- What you need to do -
Pick out each line of the records in which the word "image" appears.

• • • • • • •

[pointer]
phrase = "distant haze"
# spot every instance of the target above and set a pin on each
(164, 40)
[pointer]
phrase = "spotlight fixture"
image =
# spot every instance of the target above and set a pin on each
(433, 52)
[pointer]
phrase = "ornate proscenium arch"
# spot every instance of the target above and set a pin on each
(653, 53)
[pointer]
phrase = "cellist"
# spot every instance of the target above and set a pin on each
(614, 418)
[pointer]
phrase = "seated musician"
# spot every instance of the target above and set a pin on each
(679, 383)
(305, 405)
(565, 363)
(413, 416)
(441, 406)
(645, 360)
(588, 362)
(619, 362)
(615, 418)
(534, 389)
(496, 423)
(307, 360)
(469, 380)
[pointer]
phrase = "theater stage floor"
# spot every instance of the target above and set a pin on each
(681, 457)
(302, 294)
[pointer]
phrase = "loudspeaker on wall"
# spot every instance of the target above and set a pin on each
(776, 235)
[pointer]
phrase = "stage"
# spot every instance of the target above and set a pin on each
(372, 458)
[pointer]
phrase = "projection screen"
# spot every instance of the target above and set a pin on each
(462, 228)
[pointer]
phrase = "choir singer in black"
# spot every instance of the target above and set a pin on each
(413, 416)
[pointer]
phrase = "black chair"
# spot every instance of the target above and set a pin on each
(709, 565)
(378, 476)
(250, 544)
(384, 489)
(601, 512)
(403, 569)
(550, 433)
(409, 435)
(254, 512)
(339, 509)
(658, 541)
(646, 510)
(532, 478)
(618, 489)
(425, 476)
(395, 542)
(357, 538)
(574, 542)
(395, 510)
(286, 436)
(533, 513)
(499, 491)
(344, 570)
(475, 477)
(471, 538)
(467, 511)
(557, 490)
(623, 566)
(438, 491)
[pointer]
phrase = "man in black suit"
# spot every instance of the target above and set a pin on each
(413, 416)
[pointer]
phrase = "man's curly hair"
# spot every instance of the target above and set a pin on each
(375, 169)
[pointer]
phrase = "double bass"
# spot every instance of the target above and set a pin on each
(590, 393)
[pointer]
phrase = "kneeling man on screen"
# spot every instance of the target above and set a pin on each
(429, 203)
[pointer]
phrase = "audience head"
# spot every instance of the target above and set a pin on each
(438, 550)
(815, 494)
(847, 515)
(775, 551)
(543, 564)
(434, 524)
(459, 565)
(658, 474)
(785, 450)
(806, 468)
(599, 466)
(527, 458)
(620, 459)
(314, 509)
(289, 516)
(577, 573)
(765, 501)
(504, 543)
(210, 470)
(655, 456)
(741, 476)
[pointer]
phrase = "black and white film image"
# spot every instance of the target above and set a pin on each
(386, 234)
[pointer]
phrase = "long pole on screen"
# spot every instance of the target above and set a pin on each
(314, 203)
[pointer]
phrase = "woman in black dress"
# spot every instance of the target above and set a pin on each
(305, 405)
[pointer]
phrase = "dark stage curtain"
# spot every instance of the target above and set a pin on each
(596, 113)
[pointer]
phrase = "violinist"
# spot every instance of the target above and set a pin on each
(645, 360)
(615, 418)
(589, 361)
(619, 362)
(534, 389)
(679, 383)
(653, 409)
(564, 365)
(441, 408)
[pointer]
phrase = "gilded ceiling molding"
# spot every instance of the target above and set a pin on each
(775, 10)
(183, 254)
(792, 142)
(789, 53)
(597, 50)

• • • • • • •

- Result for this task -
image =
phrase = "black and white film image"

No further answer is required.